--- Start Supplied information ---

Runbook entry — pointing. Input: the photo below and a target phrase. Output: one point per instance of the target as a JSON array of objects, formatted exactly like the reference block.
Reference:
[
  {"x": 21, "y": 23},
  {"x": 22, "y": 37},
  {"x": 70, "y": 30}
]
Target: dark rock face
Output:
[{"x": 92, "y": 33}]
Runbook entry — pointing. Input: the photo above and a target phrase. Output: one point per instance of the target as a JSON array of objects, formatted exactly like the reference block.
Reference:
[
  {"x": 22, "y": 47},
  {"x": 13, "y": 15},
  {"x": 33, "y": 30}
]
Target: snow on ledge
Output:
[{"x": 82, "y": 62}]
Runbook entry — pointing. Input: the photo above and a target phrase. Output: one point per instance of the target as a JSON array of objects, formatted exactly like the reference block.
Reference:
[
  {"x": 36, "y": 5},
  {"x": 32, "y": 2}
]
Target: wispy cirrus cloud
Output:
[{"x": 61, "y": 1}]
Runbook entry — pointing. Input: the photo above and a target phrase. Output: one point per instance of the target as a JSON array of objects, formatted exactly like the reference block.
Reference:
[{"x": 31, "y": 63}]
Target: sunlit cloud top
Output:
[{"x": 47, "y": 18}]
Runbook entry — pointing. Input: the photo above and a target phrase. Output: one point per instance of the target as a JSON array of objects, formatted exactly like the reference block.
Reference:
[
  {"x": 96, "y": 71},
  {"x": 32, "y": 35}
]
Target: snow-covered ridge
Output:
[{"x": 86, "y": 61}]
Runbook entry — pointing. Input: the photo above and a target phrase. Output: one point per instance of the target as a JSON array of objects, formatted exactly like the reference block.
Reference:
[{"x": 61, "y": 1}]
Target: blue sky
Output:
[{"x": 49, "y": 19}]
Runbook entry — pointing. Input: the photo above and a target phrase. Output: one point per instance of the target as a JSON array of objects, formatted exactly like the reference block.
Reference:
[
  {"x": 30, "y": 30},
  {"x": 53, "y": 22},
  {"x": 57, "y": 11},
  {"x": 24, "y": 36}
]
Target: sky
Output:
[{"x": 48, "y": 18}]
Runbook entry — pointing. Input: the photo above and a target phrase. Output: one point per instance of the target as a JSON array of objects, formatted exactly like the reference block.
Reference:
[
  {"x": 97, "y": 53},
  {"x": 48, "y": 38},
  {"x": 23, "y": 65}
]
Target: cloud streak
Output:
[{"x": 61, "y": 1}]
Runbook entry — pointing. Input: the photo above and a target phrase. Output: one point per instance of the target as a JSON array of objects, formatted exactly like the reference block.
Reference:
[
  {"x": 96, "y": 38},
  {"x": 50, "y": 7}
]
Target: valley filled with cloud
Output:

--- End Supplied information ---

Your task is to repeat the data exactly, with nothing left out.

▶ **Output for this task**:
Runbook entry — pointing. Input: the photo below and a target phrase. Output: one point per instance of the target as a JSON array of objects, formatted exactly like the reference block.
Reference:
[
  {"x": 21, "y": 23},
  {"x": 22, "y": 37},
  {"x": 70, "y": 30}
]
Target: dark rock face
Output:
[{"x": 92, "y": 33}]
Runbook entry — pointing. Input: the photo above and a target phrase. Output: one point per instance of the target as a JSON array of objects, formatted exactly like the reference block.
Reference:
[
  {"x": 22, "y": 47},
  {"x": 13, "y": 15},
  {"x": 33, "y": 30}
]
Target: snow on ledge
Output:
[{"x": 82, "y": 62}]
Runbook entry — pointing. Input: the photo above and a target phrase. Output: one point per instance of the target as a JSON array of objects, formatted exactly like the reference block.
Reference:
[
  {"x": 36, "y": 5},
  {"x": 32, "y": 2}
]
Target: wispy cirrus cloud
Output:
[{"x": 61, "y": 1}]
Runbook entry — pointing. Input: the photo above and a target phrase. Output: one point per instance of the target as a JSON array of objects, formatted exactly like the reference block.
Reference:
[{"x": 31, "y": 63}]
Target: sunlit cloud top
Output:
[{"x": 47, "y": 18}]
Runbook entry — pointing. Input: the photo above and a target phrase. Output: one point per instance of the target as a JSON array of objects, formatted exactly like the reference block.
Reference:
[
  {"x": 96, "y": 71},
  {"x": 32, "y": 35}
]
Target: snow-covered ridge
Output:
[{"x": 86, "y": 61}]
Runbook entry — pointing. Input: the photo above and a target phrase. Output: one point per instance of the target as a JSON array of objects, formatted exactly like the reference block.
Reference:
[{"x": 61, "y": 1}]
Target: blue sky
Output:
[{"x": 49, "y": 19}]
Runbook entry — pointing. Input: the photo above and a target phrase. Output: one point per instance of the target as a JSON array of objects, formatted exactly like the reference block.
Reference:
[
  {"x": 30, "y": 30},
  {"x": 53, "y": 22},
  {"x": 57, "y": 11},
  {"x": 24, "y": 36}
]
Target: sky
Output:
[{"x": 48, "y": 18}]
Runbook entry — pointing. Input: the photo above and a target phrase. Output: one point per instance of the target as a JSON array of objects, formatted exactly like the reference block.
Reference:
[
  {"x": 97, "y": 53},
  {"x": 48, "y": 38},
  {"x": 23, "y": 65}
]
Target: cloud streak
Output:
[{"x": 61, "y": 1}]
Runbook entry — pointing. Input: the photo above and a target phrase. Output: one point per instance of the target as a JSON array of objects, formatted exactly like the reference block.
Reference:
[
  {"x": 96, "y": 38},
  {"x": 50, "y": 7}
]
Target: valley filled with cloud
Output:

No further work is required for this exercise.